Text provided =
So I guess I belong here now. I put him out on Thursday night. We had been going at it for about 6 weeks now. He is SA. He broke a serious boundary issue awhile ago and lied about it. I have no evidence of anything inappropriate but he was lying about texting one of the moms of a kid he coaches. I asked him to limit contact and he hid it and lied. Its the fact that he hid things and lied about it, lead me to believe I was crazy. Things escalated from there. He has put me through hell for the last 6 weeks. He was pushing the issue about taking off and going hunting with the boys, with a friend in which I don't particularly trust. I was still too emotional and too raw for him to take off. Needless to say we had a huge blow up about the trip, things were said and I kicked him out.
He is at his mom's right now. Financially speaking,we cannot afford two places. I am in no place to move from here yet until he pays some things off. So we are still paying all the bills together while he stays there.
I never wanted this but he has pushed me and pushed me some more and I snapped. Now HE doesn't know if he is ready to come home because he is dealing with HIS anger at me.
I called him out on his bullshit regarding lying and talking to someone he shouldnt and he is mad at me because I don't trust him right now.
If you read my signature line....there is an OC. We are no contact because of the mother. I told him recently I was done lying for him and I sat my older two down and told them about their sister. I told him I was going to do this and he said nothing. Well now he is angry at me for that too. We live in the same community as the OC and OW. I see them in public quite often, I was tired of covering for him and I felt our children had a right to know. My older two are almost 18 ad 16. Both of them were already aware that their father has cheated on me.
So he is angry at me for calling him out and now he is angry at me for sharing this information with our older two. The thing that I find so damn unbelievable is all the shit I have forgiven him for and HE doesn't know if he wants to come home.
Yes, it has to suck to be him because the kids are pissed. What the hell did he expect....it's sucks when you find out dad has a kid that he has been hiding and he cheated on your mom for almost 2 years.
I am heartbroken because all though it doesn't seem it, he was doing really well with recovery for almost 3 years and I thought we were going to make it. He was the man I knew he could be. Things started to backslide little by little and here we are.
My PTSD symptoms are back. Of course I am just overreacting according to him. So I am on the ADs again and got the additional gift of high blood pressure which I have never had an issue with before.
We have never been seperated for this long and it's so hard. My little one is heartbroken. He just wants us back together. He asks me before he goes to bed everynight and as soon as he wakes up...
I'm not ready to file but I am tired. I can't be around him, it just causes me to melt down. I am hurting too much. He doesn't want a D but doesn't know when he wants to come home. To me its torture....I still can't wrap my head around him pulling this shit with all of the things I forgave him....who does this shit?
Sorry so long....I'm hurting and dont really have anyone to talk to IRL except my IC.

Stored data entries
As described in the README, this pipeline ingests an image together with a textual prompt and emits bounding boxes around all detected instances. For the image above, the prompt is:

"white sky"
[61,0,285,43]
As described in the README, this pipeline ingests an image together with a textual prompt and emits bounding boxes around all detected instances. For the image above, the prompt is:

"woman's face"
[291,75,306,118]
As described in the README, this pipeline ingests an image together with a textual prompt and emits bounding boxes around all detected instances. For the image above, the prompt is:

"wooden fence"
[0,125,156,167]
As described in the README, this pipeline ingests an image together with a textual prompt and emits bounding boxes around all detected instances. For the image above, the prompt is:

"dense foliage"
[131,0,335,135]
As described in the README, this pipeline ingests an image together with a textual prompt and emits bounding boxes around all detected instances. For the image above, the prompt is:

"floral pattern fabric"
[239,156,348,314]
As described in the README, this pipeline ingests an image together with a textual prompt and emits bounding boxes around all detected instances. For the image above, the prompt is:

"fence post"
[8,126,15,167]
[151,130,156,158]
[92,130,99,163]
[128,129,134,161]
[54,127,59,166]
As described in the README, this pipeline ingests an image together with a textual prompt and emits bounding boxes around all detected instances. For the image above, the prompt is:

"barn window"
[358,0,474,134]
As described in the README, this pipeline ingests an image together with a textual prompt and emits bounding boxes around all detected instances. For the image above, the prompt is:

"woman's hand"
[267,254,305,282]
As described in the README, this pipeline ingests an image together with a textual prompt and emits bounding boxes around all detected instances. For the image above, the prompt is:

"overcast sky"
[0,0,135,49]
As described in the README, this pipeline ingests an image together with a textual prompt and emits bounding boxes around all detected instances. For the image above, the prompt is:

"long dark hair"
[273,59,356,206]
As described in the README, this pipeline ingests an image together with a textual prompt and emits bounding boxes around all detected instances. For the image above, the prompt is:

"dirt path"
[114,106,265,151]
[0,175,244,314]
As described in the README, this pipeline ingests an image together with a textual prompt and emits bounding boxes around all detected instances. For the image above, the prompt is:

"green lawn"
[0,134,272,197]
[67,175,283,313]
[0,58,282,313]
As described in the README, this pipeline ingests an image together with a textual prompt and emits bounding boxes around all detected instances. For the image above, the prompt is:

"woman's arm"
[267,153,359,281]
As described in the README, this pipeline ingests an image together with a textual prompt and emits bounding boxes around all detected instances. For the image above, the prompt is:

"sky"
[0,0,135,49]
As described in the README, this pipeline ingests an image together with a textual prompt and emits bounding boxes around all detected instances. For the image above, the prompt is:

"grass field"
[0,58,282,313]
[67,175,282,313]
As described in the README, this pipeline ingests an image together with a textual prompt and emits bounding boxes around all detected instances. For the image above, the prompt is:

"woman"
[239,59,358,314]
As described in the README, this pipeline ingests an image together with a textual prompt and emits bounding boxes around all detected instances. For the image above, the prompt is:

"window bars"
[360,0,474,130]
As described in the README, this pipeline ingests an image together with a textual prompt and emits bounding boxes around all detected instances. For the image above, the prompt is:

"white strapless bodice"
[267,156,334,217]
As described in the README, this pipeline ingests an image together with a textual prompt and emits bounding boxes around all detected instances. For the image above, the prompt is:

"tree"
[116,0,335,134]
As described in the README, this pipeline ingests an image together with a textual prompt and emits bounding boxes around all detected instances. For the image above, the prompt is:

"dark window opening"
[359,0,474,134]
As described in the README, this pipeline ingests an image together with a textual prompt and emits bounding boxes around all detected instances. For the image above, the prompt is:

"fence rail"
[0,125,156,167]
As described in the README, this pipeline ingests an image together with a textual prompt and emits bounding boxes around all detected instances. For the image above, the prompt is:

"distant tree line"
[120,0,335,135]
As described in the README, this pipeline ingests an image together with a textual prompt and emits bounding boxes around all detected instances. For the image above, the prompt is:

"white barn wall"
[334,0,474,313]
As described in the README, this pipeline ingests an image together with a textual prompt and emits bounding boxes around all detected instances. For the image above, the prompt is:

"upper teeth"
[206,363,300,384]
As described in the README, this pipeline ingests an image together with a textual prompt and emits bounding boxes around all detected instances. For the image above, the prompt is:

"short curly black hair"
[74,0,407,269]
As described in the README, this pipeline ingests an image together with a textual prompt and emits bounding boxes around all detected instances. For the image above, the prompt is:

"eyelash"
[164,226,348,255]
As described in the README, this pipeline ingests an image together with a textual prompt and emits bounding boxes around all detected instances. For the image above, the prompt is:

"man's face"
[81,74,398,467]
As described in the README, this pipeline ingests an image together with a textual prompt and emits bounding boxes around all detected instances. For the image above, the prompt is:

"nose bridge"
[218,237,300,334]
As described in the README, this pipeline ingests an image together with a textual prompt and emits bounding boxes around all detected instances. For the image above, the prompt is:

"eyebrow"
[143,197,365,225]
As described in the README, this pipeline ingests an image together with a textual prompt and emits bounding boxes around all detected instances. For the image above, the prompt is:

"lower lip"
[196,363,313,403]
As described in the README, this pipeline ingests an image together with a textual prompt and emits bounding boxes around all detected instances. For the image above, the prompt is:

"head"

About this exercise = From the post about the separation, return the passage from "He is at his" up to and including "he stays there.", copied word for word. These records were taken from a separate source.

Response to this exercise =
He is at his mom's right now. Financially speaking,we cannot afford two places. I am in no place to move from here yet until he pays some things off. So we are still paying all the bills together while he stays there.